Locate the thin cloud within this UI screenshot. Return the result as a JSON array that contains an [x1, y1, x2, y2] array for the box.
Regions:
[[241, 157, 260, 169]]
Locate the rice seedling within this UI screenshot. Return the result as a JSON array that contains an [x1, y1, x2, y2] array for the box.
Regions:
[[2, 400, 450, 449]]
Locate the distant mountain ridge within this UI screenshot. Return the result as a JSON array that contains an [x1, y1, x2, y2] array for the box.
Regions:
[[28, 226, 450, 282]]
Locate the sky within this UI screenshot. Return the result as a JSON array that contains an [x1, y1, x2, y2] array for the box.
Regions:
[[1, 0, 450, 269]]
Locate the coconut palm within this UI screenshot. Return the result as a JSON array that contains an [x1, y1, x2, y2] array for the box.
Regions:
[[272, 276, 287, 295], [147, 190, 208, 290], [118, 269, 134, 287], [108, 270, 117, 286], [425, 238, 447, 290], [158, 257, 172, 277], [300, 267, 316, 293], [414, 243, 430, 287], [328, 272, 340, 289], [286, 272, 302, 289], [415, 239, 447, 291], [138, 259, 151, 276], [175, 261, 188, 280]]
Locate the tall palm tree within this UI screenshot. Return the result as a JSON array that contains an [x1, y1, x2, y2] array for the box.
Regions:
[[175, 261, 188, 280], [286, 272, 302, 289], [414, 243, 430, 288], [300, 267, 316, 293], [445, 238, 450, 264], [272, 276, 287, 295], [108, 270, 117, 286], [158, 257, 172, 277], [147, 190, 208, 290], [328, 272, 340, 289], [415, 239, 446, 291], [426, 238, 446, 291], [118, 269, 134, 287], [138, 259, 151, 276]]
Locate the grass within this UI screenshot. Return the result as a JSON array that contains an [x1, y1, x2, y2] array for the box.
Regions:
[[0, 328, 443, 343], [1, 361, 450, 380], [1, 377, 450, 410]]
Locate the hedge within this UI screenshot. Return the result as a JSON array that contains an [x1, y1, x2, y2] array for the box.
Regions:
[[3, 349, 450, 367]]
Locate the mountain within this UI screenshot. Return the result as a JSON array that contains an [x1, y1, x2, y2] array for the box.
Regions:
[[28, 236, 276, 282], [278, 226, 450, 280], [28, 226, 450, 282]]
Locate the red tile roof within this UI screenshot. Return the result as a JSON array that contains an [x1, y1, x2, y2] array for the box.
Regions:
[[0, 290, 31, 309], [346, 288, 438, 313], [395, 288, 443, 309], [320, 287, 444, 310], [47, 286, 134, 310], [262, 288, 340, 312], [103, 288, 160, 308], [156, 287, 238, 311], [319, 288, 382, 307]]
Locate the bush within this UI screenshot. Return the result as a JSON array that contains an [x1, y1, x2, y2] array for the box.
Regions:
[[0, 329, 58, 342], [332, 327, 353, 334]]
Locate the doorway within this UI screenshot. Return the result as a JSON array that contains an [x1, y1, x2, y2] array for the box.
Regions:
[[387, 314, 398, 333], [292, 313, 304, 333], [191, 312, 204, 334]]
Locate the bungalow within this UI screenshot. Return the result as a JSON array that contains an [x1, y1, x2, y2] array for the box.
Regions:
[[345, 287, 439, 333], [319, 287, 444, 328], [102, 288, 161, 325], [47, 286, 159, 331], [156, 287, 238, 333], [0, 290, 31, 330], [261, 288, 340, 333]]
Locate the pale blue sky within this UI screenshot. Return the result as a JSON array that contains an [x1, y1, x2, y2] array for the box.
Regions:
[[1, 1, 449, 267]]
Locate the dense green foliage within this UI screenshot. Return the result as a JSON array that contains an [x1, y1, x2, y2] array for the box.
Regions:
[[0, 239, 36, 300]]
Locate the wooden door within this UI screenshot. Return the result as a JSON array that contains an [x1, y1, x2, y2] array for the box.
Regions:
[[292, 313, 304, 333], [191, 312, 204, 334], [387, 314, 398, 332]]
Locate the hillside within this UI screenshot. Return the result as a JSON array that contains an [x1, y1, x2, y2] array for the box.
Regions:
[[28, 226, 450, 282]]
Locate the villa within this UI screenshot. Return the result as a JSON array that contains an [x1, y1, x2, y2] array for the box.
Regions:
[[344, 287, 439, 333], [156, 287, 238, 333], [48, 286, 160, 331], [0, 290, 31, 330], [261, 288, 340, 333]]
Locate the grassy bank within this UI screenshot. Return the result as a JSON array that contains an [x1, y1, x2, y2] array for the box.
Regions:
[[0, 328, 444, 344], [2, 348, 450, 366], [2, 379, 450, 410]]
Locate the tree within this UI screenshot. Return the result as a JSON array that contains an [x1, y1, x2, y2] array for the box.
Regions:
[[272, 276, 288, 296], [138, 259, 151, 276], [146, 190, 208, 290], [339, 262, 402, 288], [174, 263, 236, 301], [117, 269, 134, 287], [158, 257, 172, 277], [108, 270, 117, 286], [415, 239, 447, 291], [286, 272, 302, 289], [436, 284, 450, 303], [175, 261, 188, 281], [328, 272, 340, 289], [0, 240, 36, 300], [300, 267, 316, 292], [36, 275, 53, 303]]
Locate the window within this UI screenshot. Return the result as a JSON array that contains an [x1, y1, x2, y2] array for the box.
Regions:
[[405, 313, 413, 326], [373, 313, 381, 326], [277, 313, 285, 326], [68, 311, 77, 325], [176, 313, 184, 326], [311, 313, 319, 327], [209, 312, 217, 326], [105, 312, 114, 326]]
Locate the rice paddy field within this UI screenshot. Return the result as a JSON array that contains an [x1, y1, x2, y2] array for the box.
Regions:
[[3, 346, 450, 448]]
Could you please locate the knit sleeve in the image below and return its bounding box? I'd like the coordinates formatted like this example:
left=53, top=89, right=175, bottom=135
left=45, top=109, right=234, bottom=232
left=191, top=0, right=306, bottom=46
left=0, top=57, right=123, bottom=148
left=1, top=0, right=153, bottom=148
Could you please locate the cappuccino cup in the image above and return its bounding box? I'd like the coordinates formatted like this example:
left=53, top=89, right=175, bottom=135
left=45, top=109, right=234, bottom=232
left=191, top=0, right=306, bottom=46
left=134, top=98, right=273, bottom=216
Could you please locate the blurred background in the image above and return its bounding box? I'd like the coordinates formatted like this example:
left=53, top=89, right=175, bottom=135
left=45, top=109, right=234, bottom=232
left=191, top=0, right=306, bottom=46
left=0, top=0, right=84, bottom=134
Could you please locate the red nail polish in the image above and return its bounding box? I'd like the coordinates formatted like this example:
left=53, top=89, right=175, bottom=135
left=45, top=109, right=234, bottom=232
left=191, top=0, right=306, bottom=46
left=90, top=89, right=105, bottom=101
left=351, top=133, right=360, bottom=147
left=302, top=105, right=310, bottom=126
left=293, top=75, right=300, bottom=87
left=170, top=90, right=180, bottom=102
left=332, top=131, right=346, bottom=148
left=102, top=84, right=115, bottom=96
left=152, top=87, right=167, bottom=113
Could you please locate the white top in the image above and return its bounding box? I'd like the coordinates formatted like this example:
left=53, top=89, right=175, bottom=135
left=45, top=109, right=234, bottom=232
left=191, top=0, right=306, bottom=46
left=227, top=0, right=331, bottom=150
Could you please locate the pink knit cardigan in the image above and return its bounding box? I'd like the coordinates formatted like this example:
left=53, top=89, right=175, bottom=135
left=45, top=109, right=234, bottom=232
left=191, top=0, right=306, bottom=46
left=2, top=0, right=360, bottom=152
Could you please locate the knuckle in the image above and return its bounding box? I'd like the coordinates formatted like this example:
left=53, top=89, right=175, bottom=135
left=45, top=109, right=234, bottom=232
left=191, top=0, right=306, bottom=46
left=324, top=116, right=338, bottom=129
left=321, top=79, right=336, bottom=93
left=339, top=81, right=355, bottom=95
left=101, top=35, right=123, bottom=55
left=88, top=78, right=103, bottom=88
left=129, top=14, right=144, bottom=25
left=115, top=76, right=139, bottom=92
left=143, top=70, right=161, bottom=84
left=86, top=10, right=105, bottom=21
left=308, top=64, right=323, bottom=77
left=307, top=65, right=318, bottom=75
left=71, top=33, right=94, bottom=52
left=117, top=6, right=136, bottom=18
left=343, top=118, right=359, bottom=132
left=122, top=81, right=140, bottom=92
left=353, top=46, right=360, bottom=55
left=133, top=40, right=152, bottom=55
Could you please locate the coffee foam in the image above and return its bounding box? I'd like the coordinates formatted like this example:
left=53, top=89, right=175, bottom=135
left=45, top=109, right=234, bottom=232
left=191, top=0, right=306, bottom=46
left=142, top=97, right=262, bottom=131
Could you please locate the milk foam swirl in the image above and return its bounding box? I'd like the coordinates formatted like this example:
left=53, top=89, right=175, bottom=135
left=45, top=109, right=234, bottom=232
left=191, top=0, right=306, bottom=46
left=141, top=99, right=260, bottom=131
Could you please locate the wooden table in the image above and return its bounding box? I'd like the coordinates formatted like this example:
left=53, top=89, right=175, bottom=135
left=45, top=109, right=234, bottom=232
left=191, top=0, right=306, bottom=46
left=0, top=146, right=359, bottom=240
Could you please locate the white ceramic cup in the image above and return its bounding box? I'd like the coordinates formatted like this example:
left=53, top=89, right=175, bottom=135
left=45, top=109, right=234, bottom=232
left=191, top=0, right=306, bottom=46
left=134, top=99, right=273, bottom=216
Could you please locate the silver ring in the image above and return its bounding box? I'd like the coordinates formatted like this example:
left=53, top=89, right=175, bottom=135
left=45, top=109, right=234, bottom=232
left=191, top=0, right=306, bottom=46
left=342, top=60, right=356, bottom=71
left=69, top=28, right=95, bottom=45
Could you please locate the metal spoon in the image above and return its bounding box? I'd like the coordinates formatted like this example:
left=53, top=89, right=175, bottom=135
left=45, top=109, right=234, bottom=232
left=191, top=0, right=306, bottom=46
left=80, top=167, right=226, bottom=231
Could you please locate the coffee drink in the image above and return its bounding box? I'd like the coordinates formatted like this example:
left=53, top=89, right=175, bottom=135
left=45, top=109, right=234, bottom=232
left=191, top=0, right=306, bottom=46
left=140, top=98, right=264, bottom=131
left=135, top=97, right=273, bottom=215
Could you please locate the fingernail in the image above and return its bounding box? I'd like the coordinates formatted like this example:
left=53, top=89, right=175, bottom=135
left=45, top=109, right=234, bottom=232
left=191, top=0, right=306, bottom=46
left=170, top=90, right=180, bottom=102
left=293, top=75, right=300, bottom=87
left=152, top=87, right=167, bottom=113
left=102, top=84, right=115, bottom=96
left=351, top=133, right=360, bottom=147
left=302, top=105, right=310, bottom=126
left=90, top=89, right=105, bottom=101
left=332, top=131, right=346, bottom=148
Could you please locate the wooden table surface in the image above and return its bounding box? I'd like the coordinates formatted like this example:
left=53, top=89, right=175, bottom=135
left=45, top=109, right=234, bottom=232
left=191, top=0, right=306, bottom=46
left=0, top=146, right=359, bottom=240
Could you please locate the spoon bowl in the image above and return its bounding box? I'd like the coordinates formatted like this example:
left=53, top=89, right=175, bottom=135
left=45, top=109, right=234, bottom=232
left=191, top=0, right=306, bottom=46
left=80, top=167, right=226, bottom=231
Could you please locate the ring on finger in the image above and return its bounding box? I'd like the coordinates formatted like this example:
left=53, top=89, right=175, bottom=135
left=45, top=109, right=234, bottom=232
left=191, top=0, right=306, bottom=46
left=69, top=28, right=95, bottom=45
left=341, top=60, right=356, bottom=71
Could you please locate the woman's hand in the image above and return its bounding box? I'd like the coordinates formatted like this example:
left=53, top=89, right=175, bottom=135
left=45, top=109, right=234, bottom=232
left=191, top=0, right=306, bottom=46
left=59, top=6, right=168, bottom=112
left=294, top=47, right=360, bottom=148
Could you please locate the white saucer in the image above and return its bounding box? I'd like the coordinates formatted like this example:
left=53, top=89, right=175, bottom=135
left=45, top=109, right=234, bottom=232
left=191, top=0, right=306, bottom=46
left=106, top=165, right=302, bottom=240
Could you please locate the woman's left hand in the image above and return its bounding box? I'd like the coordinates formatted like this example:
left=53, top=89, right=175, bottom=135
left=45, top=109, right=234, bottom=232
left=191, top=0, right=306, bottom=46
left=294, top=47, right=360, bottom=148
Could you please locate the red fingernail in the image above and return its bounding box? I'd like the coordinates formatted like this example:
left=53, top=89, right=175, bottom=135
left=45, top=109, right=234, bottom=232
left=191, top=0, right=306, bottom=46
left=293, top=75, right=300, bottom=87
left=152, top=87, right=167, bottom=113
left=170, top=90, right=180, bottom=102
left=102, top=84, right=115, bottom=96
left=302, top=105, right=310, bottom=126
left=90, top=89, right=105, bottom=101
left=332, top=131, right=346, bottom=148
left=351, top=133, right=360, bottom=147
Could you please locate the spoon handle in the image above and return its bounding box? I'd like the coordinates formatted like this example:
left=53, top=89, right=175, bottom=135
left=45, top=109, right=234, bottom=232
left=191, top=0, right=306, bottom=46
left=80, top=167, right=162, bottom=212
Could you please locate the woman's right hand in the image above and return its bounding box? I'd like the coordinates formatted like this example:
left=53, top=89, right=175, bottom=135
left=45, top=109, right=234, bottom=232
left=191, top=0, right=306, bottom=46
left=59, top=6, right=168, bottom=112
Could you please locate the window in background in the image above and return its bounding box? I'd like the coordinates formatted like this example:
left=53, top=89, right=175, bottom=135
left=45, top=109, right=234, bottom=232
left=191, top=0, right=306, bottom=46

◆ ◆ ◆ ◆

Set down, exactly as they appear above, all lines from the one that has "Locate the bungalow" down to the one that has "Locate the villa", including those two and no others.

[Response]:
Locate the bungalow within this UI screenshot. Return the result as a JSON array that contains an [x1, y1, x2, y2] array for the box.
Regions:
[[345, 287, 439, 333], [319, 287, 444, 328], [102, 288, 161, 325], [47, 286, 159, 331], [156, 287, 238, 333], [0, 290, 31, 330], [261, 288, 340, 333]]
Locate the pale blue sky within this UI screenshot. Return the result as a JSON array that contains an [x1, y1, x2, y2] array for the box.
Regions:
[[1, 1, 449, 267]]
Locate the dense green foliage within this UI screenshot. Return the result as a JSON array that contains an [x1, y1, x2, y2] array for the box.
Regions:
[[0, 239, 36, 300]]
Locate the wooden door within this UI screenshot. Return the result as a JSON array that contains an [x1, y1, x2, y2] array for the box.
Regions:
[[292, 313, 304, 333], [191, 312, 204, 334], [387, 314, 398, 332]]
Locate the hillside within this UI screenshot. Return the result as a JSON array that contains an [x1, y1, x2, y2] array for the box.
Regions:
[[28, 226, 450, 282]]
Locate the villa within this UI screenshot. Return the result as a JSON array that contains an [x1, y1, x2, y2] array for the box.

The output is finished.